Provided text —
--------

Cast: Sylvester McCoy, Sophie Aldred, Dinsdale Landen, Tomek Bork, Alfred Lynch ~ Writer: Ian Briggs ~ Director: Nicholas Mallett ~ Year: 1989

[xrr rating=3.5/5]
The Low-Down: From one of the very underrated eras of ‘Classic’ Doctor Who, this is a story from the final year of the show’s original 26 year run that laid down a lot of the ground-work for what Who would eventually evolve into sixteen years later… but which also has its own particular flaws and problems. It’s an enjoyable and daring story in many ways – but time hasn’t been completely kind, and it doesn’t quite deserve the classic status fandom has bestowed upon it…
What’s it about?: The TARDIS lands at an Army base in Northern England during World War II, and the Doctor and Ace are soon investigating a mystery that connects the code-breaking ULTIMA machine, secret chemical weapons, and an ancient viking curse. But Russian commandos are patrolling the area on a secret mission, and something monstrous is stirring under the waters of Maiden’s Point…
The Story: Confession time – for someone who spent a lot of between 2005 and 2008 professing frustration and issues with ‘New Who’ and happily leaping onto the “I prefer Classic Who” horse for a canter around the meadow, I have to admit that it’s only in the time since Doctor Who came back on TV that I’ve realised I didn’t consistently like the latter years of the show that much. Memory and distance cheats easily – even back in the days of Peter Davison, I can remember not being completely enthused by seasons, and the last time I thoroughly enjoyed an entire season of Doctor Who was probably Davison’s first back in 1982 (when I was 8, for heaven’s sake). For those who complain about modern-day Doctor Who being inconsistent, one of the replies I give is that Doctor Who has always been inconsistent, and there’s almost always been the sense that you have to take the rough with the smooth.

--------

Stated problem a — Please output the part of the listing that opens with its first line and closes with the line containing "Segment each instance of the ornate" as a JSON list of strings, one string per line, leaving out blank lines.
The review and the listing were taken from unrelated sources.

Stored rows —
--------

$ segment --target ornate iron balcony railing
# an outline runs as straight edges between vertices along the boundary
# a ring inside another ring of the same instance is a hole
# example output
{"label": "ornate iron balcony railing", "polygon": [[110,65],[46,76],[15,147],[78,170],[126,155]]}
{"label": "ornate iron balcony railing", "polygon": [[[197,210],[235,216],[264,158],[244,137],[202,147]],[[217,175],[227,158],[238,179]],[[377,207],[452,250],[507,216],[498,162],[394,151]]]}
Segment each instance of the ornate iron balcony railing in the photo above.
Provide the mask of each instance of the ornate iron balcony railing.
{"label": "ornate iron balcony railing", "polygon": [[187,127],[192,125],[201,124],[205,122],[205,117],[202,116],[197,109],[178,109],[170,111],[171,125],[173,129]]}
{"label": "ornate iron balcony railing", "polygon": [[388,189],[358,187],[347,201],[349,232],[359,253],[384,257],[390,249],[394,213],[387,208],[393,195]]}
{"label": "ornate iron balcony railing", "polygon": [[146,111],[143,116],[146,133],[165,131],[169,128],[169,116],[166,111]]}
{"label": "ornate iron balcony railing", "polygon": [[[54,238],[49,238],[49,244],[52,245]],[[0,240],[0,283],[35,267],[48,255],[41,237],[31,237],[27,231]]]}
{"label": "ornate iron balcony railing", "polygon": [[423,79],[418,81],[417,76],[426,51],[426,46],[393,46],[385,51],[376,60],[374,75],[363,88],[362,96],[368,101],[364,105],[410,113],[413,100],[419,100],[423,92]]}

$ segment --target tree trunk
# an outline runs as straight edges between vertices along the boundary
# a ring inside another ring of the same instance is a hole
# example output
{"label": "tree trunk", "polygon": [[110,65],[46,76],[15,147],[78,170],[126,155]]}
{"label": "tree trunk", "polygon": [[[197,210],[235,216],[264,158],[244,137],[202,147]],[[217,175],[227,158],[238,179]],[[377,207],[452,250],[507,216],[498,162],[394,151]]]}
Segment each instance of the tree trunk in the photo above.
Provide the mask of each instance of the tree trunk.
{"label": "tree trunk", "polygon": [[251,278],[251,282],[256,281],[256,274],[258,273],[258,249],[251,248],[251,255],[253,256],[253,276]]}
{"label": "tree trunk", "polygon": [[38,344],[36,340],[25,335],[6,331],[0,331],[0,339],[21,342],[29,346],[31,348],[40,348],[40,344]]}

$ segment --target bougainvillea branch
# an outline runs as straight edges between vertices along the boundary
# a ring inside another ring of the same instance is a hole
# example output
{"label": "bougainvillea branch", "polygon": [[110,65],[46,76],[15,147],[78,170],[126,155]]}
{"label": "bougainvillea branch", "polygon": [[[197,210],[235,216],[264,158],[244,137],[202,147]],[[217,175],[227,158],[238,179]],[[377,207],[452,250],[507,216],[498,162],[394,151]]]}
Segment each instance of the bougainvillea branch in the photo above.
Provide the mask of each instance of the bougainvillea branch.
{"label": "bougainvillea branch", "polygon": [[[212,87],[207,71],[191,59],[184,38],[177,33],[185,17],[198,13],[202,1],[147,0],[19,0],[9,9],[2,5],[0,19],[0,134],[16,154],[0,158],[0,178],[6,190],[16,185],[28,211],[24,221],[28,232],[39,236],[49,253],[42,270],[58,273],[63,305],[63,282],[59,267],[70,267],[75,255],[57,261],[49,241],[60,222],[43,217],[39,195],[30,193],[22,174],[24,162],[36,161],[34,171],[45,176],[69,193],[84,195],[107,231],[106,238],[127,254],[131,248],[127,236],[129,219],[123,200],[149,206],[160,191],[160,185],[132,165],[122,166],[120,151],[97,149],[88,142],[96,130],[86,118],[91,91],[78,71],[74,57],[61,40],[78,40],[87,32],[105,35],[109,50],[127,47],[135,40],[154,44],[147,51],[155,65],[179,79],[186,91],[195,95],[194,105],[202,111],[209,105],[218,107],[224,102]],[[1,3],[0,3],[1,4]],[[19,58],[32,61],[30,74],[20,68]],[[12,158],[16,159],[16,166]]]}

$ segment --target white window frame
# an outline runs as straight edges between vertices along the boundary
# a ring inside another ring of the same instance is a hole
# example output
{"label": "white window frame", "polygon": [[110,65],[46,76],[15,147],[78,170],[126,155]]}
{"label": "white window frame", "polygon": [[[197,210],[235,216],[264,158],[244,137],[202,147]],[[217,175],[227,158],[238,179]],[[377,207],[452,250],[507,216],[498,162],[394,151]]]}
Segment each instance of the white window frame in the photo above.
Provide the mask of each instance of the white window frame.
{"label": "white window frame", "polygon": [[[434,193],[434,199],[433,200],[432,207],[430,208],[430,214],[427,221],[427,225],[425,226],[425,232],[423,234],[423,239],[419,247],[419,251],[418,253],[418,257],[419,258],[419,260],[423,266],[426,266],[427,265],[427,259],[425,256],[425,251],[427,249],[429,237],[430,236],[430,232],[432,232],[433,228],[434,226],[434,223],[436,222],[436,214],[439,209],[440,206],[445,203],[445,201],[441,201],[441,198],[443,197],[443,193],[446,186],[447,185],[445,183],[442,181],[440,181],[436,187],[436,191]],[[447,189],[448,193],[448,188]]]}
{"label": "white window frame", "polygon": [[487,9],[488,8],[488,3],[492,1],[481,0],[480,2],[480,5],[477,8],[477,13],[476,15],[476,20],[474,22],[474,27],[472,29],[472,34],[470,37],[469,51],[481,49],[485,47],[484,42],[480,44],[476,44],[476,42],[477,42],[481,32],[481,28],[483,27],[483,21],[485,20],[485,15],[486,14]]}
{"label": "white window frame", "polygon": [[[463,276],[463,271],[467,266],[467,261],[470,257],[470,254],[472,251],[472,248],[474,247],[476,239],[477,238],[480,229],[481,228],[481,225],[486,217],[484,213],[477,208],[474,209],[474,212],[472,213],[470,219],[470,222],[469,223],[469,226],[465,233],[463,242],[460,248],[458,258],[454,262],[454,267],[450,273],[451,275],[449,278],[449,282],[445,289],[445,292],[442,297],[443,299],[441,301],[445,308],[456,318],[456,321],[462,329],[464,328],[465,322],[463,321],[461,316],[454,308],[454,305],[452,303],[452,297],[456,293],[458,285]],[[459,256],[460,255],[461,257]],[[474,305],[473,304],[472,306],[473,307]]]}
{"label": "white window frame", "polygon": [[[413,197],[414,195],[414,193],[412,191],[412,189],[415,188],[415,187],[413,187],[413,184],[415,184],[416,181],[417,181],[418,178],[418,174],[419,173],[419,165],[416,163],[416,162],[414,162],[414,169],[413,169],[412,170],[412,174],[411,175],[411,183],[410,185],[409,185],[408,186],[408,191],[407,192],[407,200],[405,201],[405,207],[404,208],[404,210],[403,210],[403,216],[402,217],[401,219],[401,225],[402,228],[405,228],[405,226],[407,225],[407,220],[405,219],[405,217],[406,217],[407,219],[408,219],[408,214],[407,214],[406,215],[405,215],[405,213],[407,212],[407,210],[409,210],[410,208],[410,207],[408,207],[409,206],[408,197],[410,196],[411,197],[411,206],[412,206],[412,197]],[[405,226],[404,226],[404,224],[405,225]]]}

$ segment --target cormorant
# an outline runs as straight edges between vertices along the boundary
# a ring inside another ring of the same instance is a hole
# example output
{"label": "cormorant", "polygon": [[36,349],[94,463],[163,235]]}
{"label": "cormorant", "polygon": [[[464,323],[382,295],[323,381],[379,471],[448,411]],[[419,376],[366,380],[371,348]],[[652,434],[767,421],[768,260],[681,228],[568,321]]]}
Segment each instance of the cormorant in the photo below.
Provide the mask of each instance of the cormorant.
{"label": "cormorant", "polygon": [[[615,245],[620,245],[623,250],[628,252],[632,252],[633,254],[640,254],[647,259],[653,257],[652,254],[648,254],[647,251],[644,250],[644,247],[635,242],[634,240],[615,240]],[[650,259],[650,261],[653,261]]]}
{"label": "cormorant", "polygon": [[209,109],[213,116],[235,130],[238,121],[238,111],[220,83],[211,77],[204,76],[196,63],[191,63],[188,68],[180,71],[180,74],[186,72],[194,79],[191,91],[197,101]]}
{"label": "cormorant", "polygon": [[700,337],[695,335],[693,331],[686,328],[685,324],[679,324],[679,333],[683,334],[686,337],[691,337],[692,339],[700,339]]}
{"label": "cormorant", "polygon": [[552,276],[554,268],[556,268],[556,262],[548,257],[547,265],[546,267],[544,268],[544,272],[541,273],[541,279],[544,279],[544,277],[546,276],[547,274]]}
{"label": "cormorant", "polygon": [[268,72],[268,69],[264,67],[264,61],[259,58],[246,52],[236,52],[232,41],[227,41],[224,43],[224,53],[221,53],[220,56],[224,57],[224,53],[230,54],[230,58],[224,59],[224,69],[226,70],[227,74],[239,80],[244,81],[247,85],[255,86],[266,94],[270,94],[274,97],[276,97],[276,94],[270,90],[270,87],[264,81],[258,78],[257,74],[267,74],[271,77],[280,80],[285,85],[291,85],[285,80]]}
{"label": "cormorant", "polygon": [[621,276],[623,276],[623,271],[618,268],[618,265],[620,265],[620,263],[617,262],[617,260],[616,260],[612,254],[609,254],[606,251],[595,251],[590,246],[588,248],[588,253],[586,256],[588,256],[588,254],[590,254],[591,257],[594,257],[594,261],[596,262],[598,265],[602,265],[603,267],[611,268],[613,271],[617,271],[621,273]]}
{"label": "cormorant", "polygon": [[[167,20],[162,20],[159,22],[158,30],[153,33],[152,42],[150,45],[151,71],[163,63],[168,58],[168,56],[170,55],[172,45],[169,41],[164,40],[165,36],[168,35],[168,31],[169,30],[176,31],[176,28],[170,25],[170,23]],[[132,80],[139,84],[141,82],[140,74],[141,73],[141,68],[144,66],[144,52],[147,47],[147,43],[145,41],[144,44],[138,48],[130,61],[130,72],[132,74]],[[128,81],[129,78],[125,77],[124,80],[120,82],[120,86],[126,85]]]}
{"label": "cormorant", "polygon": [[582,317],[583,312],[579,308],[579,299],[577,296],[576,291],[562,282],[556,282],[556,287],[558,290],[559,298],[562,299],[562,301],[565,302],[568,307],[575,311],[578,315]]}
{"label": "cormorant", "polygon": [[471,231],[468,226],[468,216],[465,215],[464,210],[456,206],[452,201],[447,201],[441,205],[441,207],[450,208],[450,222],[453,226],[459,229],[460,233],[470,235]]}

--------

Stated problem b — Write the next part of the Doctor Who review, picking up after its final sentence.

Right answer a —
[
  "$ segment --target ornate iron balcony railing",
  "# an outline runs as straight edges between vertices along the boundary",
  "# a ring inside another ring of the same instance is a hole",
  "# example output",
  "{\"label\": \"ornate iron balcony railing\", \"polygon\": [[110,65],[46,76],[15,147],[78,170],[126,155]]}",
  "{\"label\": \"ornate iron balcony railing\", \"polygon\": [[[197,210],[235,216],[264,158],[244,137],[202,147]],[[217,175],[227,158],[238,179]],[[377,207],[452,250],[507,216],[498,162],[394,151]]]}",
  "Segment each instance of the ornate iron balcony railing in the photo above."
]

Right answer b —
I stuck with the show because, well, it’s what you did in the mid-to-late Eighties when you were an awkward teenager who was into SF and there was very little else on TV, especially when you’d watched the show like clockwork since as long as you could remember. In many ways, my love of Doctor Who had much more to do with the stuff around the show than the show itself – the Target novelisations, and particularly the Marvel comic strip (which was frequently wilder, weirder and just plan better than the TV show itself) – and, living through the Colin Baker years and the start of Sylvester McCoy, I had gotten to a point where it was getting hard to care about the show anymore.
As a result, it was a shock when the 1988 season of Who (the 25th, fact fans) was good enough to rekindle my love of the program, and showed how good Who could be when they eased back on the camp humour and concentrated on being inventive, imaginative and weird. Even the frankly rather dreadful Silver Nemesis seemed exciting first time around, and when the season finished with the brilliant, atmospheric and utterly kooky The Greatest Show In The Galaxy, it actually felt like the show was behaving with confidence, pulling in fairly healthy ratings while also looking likely to stick around for a while.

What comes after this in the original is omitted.